## Task brief
State how many lines of the listing below contain the string "water", matching case exactly. Reply with the number alone.
* Start *
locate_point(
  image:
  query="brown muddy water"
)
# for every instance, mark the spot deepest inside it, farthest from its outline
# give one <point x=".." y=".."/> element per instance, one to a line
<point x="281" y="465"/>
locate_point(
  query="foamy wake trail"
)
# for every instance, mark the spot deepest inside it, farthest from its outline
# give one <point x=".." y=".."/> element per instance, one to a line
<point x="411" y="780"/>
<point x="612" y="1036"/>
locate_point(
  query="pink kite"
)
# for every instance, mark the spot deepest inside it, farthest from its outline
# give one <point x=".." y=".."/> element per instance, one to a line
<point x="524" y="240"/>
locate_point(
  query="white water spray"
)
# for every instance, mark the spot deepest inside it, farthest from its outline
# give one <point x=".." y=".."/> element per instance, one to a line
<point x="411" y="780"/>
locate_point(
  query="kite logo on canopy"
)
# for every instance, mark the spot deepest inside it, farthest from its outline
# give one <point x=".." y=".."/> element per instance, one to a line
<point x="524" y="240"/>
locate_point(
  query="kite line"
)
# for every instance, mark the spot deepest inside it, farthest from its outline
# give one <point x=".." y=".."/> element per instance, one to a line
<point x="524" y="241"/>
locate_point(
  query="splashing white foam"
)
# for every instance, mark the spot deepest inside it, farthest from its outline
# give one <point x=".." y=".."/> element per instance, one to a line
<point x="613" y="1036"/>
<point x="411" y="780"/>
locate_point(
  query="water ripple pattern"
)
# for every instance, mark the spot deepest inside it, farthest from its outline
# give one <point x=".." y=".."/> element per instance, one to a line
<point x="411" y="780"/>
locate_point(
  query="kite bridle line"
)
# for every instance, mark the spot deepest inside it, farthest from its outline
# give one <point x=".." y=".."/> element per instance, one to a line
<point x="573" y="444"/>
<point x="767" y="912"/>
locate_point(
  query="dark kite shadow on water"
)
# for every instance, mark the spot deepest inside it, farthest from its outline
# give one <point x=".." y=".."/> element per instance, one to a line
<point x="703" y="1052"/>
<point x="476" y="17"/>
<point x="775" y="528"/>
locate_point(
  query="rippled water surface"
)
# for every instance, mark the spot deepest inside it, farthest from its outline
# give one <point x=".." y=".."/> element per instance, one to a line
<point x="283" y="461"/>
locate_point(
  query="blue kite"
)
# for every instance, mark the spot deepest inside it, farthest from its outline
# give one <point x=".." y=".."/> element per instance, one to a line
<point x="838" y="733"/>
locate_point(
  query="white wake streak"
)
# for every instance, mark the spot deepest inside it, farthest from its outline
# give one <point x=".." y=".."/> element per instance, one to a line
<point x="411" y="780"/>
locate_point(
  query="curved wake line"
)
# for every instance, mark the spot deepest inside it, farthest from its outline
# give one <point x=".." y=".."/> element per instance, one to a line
* End *
## Answer to this task
5